* YOUR GOAL *
Look for "person" in every line of the listing. Copy the lines that have it.
◆ ◆ ◆ ◆ ◆ ◆ ◆
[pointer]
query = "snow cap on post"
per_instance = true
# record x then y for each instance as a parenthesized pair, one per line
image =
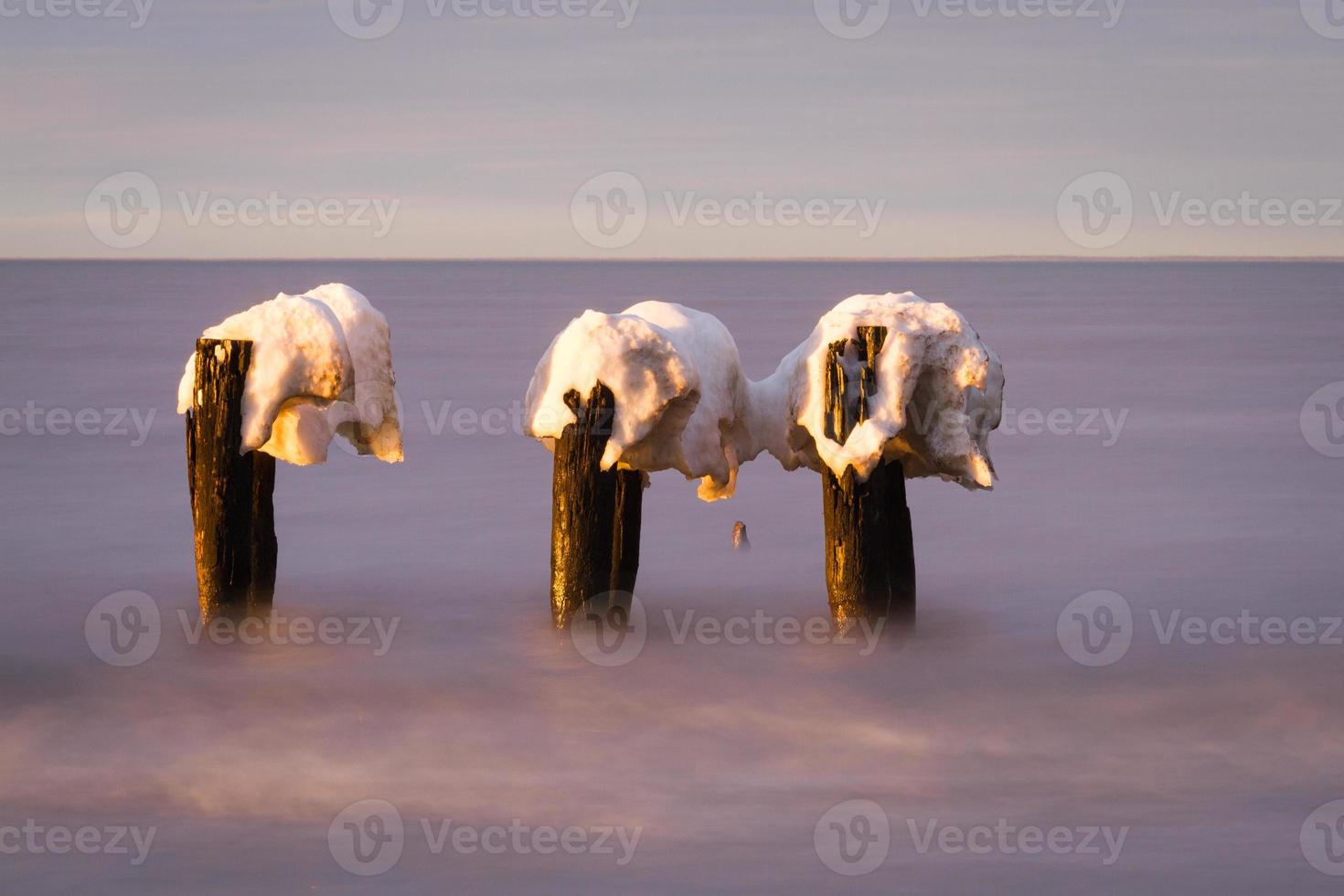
(322, 367)
(680, 394)
(940, 394)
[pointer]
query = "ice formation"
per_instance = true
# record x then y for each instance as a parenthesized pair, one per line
(680, 394)
(683, 402)
(322, 367)
(940, 394)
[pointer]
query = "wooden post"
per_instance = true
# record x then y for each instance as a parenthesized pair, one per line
(230, 492)
(594, 516)
(869, 544)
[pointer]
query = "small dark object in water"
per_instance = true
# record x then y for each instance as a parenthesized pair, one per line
(740, 536)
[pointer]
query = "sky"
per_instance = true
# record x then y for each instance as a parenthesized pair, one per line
(671, 128)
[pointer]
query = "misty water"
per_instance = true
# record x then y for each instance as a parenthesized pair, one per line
(1175, 473)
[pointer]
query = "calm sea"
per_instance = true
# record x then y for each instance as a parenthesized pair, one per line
(1156, 448)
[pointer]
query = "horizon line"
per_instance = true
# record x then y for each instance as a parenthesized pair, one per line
(692, 260)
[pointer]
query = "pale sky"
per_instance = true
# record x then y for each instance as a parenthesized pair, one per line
(750, 128)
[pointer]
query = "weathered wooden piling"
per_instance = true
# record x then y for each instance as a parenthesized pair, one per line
(869, 539)
(594, 515)
(230, 492)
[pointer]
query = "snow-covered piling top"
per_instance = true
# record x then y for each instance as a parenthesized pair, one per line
(322, 367)
(940, 394)
(683, 402)
(680, 394)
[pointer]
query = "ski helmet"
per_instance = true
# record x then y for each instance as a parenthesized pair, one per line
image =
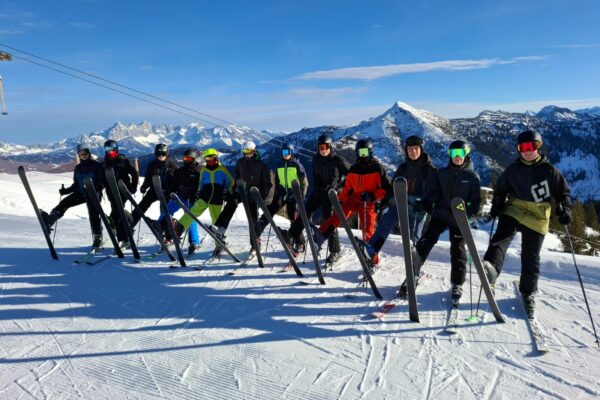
(364, 149)
(287, 149)
(81, 147)
(111, 148)
(248, 147)
(190, 155)
(458, 148)
(161, 149)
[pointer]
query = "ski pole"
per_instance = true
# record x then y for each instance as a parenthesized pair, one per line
(481, 287)
(581, 283)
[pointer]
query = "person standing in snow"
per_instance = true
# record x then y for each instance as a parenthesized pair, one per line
(457, 179)
(329, 171)
(521, 203)
(419, 171)
(88, 167)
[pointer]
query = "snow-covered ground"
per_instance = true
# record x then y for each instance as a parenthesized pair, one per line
(126, 330)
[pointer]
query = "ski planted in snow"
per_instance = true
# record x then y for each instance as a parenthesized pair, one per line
(241, 187)
(304, 216)
(92, 196)
(157, 234)
(25, 181)
(340, 213)
(261, 203)
(460, 215)
(401, 198)
(538, 335)
(165, 211)
(216, 238)
(112, 186)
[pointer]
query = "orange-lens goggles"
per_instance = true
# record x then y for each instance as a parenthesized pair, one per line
(528, 146)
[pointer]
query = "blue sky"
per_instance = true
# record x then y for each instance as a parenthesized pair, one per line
(284, 65)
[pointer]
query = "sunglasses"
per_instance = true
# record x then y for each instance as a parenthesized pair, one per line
(528, 146)
(457, 153)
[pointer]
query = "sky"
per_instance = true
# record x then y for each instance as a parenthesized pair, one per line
(284, 65)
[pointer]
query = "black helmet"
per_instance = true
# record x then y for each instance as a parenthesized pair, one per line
(364, 144)
(111, 145)
(190, 153)
(325, 139)
(529, 136)
(459, 144)
(413, 140)
(83, 147)
(161, 149)
(287, 149)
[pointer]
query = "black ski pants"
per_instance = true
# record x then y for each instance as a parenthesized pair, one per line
(458, 252)
(147, 200)
(313, 203)
(531, 245)
(75, 199)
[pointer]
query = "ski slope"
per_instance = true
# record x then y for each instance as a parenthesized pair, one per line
(121, 330)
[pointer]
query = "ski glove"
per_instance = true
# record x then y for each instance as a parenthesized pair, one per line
(367, 196)
(564, 215)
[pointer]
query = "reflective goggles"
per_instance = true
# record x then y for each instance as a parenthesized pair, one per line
(363, 152)
(457, 153)
(528, 146)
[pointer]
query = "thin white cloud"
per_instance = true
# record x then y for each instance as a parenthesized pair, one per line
(378, 72)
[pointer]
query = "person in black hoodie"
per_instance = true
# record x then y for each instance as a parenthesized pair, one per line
(124, 171)
(329, 171)
(163, 166)
(88, 167)
(521, 203)
(418, 170)
(289, 169)
(457, 179)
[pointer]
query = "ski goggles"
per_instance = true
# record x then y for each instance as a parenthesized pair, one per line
(363, 152)
(457, 153)
(528, 146)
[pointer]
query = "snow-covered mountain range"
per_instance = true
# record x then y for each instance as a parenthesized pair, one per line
(572, 140)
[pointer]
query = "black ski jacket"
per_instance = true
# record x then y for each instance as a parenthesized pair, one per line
(186, 180)
(254, 172)
(454, 181)
(328, 172)
(123, 170)
(87, 169)
(165, 169)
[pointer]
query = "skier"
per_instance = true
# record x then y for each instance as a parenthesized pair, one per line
(124, 171)
(88, 167)
(165, 167)
(289, 169)
(214, 181)
(521, 203)
(419, 171)
(366, 184)
(457, 179)
(329, 171)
◆ ◆ ◆ ◆ ◆ ◆ ◆
* EXERCISE RESPONSE *
query = "person standing in snow"
query = "person in black hoodie"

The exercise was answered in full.